Building a strong community is more important now than ever during these school closures. Students, parents, teachers, and leaders all need the support system of a strong community to get through this time.
Possip surveyed parents all around the country about needs they have during the school closures- and we found that interestingly, what parents worry about the most is their child missing the social connection piece of schooling.
That’s not to say academics don’t matter to parents at this time. It’s just that this community aspect is really at top of mind for parents.
So how do we build community while we don’t have a physical school building?
First, we need to think about all the different parts of the school community.
Remember that parents and families are part of the community, and just as they want to be involved during a normal school year, they want to be involved now more than ever. And they really have to be now that schooling has moved to the home.
Community is crucial because if teachers, students, and families feel like they matter as a human, not just as a teacher/parent/student, and if they have multiple levels of community connections, it will make a huge difference for their commitment and satisfaction overall.
Ground yourself in this diagram below and make sure you’re hitting all of the different stakeholder relationships to create full community-building opportunities during this time.
The following ideas just things to get you thinking about ways to make connections. Your community needs will be unique. Some of these things will work, and some won’t. Specifically high tech vs. low tech options. Whatever your community is like, think about each connection in your own school context!

Extracted entries |
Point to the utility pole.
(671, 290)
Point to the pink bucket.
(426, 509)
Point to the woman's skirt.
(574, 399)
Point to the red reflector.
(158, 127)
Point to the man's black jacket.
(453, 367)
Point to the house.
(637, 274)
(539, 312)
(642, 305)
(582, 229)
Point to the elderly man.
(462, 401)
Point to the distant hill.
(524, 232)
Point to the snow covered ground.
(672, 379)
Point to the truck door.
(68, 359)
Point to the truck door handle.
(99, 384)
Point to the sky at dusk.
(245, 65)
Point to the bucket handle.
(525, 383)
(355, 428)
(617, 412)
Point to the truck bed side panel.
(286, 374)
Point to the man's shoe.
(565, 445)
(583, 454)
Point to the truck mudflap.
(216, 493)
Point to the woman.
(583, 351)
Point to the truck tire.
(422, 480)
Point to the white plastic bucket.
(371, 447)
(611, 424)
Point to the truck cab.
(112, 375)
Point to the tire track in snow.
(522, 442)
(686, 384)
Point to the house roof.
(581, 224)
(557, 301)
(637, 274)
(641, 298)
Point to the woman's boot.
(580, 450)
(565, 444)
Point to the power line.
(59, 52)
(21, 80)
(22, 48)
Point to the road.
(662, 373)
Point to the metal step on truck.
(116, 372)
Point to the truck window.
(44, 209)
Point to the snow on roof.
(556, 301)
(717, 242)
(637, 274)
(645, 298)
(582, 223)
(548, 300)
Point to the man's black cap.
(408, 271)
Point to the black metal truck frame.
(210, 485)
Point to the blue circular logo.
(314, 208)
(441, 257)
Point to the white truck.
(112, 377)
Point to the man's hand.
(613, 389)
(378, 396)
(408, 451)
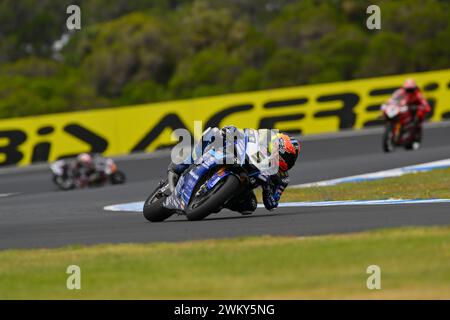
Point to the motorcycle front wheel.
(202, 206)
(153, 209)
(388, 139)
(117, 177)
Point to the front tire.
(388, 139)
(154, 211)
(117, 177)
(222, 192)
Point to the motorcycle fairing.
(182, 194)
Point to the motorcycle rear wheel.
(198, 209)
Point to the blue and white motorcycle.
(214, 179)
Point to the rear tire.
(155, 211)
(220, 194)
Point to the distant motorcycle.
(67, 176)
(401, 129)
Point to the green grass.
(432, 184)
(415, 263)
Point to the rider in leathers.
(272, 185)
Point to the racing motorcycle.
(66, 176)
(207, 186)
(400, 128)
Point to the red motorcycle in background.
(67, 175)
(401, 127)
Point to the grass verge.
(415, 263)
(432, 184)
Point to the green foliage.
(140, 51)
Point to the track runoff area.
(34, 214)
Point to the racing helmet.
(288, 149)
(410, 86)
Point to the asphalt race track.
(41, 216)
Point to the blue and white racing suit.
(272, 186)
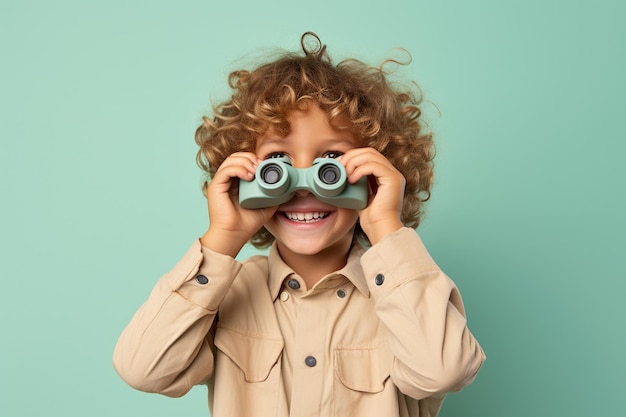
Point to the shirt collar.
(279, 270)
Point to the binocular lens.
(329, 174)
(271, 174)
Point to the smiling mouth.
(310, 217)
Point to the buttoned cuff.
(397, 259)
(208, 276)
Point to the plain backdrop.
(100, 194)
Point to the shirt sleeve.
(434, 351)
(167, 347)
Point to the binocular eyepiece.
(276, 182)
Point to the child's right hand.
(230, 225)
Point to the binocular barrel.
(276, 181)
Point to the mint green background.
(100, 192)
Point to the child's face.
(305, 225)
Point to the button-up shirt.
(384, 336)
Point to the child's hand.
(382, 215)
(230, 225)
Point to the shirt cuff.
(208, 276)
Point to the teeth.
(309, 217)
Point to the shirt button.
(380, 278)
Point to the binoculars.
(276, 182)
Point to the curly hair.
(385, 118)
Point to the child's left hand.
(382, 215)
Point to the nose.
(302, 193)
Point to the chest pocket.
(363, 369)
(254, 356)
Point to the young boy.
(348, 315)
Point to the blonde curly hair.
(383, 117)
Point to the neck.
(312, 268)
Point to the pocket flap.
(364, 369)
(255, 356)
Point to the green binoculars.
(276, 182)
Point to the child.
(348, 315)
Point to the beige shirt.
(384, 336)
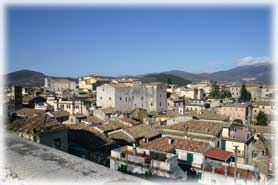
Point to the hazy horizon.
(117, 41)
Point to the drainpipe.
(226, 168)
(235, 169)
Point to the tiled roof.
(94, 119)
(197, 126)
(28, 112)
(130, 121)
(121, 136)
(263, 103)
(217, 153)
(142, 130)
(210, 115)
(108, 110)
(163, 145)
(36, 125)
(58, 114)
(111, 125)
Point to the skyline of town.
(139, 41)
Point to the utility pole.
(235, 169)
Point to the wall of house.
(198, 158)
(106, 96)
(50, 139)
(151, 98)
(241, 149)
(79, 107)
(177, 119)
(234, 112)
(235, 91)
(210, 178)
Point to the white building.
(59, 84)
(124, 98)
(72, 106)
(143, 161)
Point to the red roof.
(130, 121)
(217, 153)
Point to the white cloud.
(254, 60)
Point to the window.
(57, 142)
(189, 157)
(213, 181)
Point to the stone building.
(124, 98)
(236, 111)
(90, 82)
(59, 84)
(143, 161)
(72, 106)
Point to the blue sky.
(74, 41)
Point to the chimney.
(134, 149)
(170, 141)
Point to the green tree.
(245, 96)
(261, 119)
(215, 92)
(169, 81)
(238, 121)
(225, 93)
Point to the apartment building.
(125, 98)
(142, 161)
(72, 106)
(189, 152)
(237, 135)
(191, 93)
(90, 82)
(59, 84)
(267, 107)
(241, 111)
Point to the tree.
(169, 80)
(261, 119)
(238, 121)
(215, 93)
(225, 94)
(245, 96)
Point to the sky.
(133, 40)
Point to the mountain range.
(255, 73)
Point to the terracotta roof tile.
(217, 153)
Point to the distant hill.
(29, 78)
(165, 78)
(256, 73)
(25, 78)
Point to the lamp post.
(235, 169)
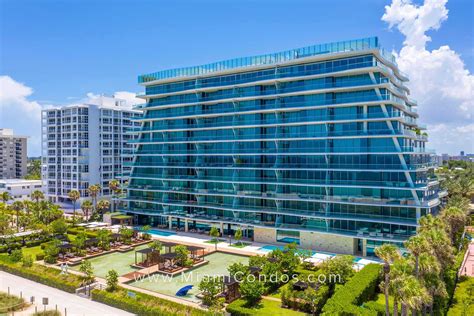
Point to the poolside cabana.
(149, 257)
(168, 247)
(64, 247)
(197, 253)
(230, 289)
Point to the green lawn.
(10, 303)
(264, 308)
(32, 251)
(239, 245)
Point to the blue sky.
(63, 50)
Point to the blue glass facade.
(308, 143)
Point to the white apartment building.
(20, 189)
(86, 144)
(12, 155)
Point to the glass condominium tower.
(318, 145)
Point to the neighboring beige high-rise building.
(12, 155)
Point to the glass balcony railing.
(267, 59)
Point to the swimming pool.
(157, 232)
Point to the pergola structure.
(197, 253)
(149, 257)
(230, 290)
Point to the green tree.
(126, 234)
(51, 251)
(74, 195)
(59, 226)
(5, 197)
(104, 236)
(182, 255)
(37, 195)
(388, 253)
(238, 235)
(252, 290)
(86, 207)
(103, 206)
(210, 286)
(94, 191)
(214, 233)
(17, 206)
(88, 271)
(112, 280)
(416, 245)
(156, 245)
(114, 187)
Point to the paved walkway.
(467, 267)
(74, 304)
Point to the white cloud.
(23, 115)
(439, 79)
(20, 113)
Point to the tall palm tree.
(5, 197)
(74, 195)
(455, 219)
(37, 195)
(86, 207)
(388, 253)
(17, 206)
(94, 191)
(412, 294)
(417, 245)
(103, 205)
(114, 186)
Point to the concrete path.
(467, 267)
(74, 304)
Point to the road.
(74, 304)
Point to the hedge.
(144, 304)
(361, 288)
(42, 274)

--

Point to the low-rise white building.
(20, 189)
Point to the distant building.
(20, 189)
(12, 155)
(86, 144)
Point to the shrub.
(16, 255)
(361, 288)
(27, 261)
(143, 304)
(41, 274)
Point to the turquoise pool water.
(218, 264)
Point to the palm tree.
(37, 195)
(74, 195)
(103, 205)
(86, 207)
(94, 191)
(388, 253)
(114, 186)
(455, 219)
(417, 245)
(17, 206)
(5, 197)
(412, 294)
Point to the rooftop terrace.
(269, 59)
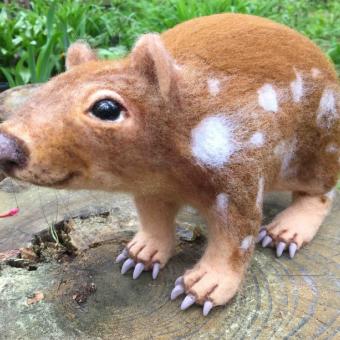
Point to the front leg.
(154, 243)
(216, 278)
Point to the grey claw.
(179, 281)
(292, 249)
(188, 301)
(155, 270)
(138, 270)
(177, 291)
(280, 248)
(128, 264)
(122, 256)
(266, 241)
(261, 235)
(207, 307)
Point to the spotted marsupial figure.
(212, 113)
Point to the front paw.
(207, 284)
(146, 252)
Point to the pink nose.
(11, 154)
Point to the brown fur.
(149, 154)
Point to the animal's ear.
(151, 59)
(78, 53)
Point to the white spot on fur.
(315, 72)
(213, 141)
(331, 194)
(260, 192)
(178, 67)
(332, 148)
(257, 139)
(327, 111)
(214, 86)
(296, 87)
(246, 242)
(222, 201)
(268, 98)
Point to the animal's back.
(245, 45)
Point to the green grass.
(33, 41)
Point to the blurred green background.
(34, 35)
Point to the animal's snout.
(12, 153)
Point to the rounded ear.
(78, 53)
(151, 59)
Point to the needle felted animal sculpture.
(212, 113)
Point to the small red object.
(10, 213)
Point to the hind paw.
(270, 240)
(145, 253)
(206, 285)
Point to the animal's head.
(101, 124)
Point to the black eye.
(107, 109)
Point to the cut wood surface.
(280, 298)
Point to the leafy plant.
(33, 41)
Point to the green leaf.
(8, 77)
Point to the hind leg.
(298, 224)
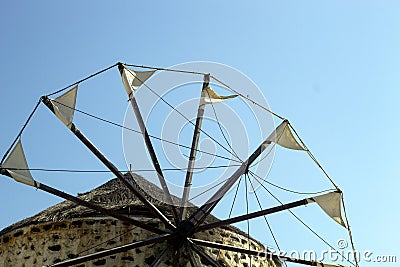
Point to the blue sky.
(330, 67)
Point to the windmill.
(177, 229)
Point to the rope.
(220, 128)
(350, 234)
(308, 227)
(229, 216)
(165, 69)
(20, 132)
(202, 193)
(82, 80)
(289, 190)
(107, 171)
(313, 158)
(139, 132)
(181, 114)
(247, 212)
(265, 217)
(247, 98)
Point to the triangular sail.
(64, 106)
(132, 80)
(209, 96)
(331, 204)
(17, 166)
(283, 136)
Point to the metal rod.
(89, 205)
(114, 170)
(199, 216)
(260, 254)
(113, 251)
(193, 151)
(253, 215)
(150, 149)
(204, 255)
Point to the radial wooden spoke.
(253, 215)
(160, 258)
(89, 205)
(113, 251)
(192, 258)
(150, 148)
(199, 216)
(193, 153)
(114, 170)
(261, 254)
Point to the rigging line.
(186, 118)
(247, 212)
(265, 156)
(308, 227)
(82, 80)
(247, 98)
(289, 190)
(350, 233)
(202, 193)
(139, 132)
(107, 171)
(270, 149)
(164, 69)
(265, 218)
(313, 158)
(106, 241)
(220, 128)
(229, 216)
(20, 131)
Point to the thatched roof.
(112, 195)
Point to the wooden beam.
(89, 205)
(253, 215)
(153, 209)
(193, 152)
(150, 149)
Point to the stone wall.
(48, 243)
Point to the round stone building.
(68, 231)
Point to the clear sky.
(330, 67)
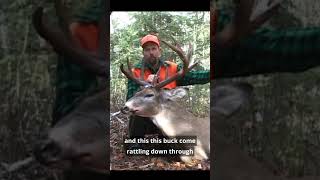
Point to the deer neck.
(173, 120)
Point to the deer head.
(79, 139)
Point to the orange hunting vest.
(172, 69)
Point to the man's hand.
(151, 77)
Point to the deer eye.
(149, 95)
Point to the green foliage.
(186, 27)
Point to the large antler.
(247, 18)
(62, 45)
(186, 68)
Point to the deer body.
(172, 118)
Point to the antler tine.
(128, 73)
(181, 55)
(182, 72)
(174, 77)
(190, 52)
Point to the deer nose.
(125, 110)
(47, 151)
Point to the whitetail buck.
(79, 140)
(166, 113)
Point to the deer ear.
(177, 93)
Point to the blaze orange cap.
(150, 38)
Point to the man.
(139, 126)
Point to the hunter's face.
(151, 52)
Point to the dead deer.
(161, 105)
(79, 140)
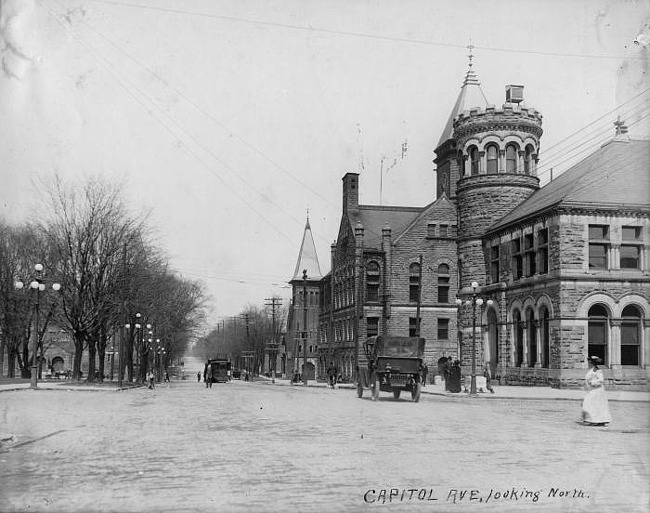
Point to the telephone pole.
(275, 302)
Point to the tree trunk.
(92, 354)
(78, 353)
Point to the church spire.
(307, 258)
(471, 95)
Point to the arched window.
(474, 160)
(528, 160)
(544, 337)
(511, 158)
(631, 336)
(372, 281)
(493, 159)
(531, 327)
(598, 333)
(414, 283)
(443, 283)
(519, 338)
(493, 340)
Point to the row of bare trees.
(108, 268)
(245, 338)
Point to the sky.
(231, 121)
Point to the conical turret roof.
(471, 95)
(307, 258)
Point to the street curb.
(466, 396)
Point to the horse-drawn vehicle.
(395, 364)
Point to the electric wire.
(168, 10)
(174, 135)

Directions |
a - In the article on school community, what do parents worry about most during the school closures?
b - Rewrite the article on school community starting at "So how do we" and ending at "and satisfaction overall.", renaming "families" to "households".
The data above is separate from the article on school community.

Final answers |
a - They worry most about their child missing the social connection piece of schooling.

b -
So how do we build community while we don’t have a physical school building?
First, we need to think about all the different parts of the school community.
Remember that parents and households are part of the community, and just as they want to be involved during a normal school year, they want to be involved now more than ever. And they really have to be now that schooling has moved to the home.
Community is crucial because if teachers, students, and households feel like they matter as a human, not just as a teacher/parent/student, and if they have multiple levels of community connections, it will make a huge difference for their commitment and satisfaction overall.